**EXCERPTED RECORDS:**
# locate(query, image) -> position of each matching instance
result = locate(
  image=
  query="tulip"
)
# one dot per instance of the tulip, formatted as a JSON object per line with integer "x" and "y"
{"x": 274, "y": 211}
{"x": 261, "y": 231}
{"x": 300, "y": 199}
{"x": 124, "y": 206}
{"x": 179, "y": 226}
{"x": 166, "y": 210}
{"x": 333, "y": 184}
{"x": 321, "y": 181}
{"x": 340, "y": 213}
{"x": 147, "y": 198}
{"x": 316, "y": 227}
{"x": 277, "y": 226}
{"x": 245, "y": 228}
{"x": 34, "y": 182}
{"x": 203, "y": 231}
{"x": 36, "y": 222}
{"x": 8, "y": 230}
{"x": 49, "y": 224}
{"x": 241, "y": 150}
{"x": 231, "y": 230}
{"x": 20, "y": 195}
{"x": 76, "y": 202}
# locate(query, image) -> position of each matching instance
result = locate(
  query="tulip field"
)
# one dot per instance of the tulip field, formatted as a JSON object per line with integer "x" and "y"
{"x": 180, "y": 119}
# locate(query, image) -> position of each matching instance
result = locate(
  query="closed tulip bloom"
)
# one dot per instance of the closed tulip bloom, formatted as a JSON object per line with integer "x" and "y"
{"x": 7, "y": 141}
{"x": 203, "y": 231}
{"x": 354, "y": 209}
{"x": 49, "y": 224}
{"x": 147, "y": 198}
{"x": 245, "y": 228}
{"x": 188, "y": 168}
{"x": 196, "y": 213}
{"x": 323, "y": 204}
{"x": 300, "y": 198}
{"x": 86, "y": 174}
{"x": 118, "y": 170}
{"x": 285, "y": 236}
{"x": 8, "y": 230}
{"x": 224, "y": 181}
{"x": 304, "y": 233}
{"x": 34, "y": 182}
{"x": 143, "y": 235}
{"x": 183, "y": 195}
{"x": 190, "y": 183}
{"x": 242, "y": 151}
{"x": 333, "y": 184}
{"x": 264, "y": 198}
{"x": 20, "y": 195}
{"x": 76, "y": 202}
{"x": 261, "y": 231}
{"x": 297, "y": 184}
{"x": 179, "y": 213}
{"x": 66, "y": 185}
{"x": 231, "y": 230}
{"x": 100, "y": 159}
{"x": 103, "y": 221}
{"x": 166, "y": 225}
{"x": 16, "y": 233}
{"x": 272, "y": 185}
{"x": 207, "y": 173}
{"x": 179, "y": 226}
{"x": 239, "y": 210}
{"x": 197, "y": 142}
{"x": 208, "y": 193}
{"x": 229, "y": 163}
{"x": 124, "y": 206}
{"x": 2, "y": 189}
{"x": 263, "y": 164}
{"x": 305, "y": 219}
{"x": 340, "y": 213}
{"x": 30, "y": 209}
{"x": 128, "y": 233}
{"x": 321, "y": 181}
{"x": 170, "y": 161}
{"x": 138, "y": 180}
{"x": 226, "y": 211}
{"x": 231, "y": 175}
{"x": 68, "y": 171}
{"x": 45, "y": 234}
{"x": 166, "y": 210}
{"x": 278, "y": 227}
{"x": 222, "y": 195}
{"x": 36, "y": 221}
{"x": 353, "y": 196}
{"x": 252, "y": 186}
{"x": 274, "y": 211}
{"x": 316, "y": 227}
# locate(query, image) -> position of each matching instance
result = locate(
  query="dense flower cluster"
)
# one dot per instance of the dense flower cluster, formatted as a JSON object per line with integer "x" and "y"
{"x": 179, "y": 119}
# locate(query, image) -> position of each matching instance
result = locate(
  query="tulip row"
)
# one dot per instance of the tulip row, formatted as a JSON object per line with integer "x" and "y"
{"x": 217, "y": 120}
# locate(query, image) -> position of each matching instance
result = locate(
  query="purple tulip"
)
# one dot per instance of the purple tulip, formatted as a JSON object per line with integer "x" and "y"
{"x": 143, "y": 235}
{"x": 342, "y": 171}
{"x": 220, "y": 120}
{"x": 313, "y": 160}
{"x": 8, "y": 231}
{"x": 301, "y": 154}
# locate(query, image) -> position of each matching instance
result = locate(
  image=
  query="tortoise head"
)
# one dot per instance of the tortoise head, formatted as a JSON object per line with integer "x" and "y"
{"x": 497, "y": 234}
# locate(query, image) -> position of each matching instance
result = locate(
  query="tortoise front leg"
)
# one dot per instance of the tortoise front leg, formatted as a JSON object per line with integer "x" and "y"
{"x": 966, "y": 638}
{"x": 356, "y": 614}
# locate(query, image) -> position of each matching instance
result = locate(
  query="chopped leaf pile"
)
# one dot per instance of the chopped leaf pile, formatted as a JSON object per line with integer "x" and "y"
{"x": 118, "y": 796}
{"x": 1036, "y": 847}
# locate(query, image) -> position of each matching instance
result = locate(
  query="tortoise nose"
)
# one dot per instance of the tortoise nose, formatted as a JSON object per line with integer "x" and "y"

**PROBLEM STATEMENT:** Reproduce every line in the data that has the word "nose" in it.

**WRITTEN RESPONSE:**
  query="tortoise nose"
# one dot per instance of the tortoise nose, formatted as a JSON object per line with integer "x" and "y"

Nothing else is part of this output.